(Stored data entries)
§ §

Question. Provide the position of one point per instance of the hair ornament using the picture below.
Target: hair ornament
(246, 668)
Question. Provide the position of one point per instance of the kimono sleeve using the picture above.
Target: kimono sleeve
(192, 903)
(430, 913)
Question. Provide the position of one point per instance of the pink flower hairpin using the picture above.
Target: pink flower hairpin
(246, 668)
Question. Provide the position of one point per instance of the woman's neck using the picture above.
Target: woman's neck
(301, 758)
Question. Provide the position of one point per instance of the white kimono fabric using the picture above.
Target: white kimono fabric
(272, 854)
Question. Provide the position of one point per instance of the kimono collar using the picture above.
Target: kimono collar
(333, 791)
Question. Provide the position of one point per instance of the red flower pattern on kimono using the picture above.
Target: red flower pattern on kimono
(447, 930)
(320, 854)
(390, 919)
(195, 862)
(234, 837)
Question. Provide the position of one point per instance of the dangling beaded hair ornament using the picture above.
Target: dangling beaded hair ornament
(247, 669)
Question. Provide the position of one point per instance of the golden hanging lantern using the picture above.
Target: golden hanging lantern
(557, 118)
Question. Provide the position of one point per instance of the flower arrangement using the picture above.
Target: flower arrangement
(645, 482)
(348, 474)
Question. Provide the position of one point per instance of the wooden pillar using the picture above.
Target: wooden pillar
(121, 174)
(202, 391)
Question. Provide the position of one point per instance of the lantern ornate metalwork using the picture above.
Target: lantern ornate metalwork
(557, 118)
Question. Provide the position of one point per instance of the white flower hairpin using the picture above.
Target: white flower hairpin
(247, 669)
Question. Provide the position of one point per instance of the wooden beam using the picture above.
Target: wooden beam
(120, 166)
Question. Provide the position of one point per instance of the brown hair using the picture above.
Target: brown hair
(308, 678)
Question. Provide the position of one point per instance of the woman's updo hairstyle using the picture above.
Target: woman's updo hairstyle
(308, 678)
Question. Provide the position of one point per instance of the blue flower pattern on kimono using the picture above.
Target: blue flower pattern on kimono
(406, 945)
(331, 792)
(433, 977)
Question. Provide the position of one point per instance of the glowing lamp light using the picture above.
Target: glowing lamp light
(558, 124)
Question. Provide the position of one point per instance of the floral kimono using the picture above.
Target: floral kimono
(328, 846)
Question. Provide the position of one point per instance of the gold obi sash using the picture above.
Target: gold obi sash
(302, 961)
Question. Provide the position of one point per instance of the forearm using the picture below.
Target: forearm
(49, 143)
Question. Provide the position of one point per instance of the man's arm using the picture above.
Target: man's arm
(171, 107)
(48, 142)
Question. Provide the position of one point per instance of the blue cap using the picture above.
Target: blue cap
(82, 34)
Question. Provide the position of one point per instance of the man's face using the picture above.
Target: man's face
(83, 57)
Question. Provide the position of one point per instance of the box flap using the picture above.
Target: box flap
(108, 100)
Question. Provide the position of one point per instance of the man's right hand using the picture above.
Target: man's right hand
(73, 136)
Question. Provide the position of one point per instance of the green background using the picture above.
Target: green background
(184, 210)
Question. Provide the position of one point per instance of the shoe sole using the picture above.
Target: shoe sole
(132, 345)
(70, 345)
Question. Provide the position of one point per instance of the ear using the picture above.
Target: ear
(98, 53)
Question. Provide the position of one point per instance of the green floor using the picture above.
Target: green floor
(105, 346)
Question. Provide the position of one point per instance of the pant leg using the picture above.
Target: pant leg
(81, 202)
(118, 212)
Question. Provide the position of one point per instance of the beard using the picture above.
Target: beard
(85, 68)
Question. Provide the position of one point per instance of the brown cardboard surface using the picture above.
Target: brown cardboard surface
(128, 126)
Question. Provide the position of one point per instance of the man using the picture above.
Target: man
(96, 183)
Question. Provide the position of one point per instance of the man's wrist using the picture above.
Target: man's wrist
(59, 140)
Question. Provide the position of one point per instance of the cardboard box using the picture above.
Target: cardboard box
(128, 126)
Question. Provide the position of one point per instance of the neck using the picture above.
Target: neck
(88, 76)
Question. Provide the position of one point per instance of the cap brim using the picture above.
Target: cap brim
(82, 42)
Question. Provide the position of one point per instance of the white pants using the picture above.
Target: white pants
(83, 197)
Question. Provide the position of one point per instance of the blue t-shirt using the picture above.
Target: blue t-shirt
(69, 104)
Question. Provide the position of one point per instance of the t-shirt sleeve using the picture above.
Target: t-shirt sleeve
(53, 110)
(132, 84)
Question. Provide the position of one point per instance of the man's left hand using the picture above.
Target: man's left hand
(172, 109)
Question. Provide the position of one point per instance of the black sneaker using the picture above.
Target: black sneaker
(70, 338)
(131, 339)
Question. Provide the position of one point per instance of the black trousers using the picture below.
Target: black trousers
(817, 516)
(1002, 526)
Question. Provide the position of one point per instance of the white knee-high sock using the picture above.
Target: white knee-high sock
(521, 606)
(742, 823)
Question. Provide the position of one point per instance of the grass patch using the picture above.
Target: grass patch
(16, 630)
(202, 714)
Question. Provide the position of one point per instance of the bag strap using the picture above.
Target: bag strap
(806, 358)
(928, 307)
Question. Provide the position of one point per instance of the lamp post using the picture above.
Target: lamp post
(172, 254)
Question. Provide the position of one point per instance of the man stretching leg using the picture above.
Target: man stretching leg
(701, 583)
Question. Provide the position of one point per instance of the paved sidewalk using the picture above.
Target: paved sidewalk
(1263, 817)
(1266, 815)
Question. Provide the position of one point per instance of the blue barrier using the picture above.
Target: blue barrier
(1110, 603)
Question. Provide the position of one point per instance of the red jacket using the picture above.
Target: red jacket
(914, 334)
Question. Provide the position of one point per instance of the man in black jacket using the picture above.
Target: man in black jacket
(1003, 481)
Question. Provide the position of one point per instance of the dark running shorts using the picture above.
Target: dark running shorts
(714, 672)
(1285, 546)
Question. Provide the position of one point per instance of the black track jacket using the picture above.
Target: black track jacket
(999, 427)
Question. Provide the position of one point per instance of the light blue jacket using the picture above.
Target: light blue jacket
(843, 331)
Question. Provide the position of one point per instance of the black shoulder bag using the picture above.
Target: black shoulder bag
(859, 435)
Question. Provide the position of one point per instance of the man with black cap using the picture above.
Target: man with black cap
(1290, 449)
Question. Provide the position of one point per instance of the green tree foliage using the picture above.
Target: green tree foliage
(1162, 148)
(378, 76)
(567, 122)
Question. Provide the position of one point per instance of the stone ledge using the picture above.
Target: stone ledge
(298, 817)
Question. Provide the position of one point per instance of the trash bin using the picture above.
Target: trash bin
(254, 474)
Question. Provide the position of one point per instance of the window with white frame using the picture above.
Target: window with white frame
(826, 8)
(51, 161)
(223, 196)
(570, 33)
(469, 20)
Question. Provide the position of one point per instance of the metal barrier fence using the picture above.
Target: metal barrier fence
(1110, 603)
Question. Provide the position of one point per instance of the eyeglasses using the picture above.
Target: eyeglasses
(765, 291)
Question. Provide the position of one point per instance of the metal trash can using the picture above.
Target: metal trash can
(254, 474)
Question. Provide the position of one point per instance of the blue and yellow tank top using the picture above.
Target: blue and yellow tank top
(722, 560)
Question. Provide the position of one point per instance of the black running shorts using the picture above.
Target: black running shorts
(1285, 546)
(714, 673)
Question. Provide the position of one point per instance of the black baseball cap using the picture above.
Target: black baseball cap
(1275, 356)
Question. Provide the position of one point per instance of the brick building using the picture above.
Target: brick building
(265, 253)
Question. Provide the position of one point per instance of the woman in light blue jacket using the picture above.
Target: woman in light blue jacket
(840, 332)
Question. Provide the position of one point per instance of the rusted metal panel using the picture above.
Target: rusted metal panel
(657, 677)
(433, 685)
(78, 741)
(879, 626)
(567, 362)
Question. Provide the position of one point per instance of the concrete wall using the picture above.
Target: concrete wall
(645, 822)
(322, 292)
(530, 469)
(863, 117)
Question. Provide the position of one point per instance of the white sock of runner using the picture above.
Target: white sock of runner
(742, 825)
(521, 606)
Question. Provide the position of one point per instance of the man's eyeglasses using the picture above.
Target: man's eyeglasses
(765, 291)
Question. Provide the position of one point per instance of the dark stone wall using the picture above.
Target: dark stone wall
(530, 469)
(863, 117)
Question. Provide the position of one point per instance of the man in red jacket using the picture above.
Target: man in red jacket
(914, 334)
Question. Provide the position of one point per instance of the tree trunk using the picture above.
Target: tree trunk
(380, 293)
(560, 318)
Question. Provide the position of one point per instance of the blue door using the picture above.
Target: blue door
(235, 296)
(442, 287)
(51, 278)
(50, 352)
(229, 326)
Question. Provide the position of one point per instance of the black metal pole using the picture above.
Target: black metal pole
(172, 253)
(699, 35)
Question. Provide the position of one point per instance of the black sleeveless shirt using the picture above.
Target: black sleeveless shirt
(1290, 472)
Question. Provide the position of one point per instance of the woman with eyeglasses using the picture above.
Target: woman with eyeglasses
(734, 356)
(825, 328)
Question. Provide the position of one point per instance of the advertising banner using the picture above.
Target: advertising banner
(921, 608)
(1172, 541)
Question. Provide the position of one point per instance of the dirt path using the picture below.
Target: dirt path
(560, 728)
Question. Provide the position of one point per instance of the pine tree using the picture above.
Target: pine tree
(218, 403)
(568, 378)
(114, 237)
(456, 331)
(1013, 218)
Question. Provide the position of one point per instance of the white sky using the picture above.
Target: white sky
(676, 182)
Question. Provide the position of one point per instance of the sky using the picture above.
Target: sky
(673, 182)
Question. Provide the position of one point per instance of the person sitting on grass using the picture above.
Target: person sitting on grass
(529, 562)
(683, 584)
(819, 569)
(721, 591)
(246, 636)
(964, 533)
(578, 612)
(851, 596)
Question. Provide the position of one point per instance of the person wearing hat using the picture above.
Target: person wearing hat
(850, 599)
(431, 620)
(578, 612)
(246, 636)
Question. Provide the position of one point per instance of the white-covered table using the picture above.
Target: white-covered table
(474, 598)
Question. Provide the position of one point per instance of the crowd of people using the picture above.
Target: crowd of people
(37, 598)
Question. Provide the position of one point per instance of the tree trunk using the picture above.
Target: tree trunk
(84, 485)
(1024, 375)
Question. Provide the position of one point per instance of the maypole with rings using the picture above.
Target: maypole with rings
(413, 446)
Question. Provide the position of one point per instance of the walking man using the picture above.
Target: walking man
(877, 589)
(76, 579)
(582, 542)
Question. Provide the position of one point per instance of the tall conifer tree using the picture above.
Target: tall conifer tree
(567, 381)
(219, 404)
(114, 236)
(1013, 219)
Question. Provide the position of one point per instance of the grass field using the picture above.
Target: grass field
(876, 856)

§ §

Work request: Wherever the word "below" occurs in the data above, copy the line it sits in.

Result of this task:
Question. Provide the position of one point per instance of the hair ornament using the picture below.
Question. Provide the position of one point per instance of the forearm using the picture below.
Question. Provide the position of one point per instance of the black trousers using the picture below.
Question. Provide the position of one point per instance of the dirt path using the picture below.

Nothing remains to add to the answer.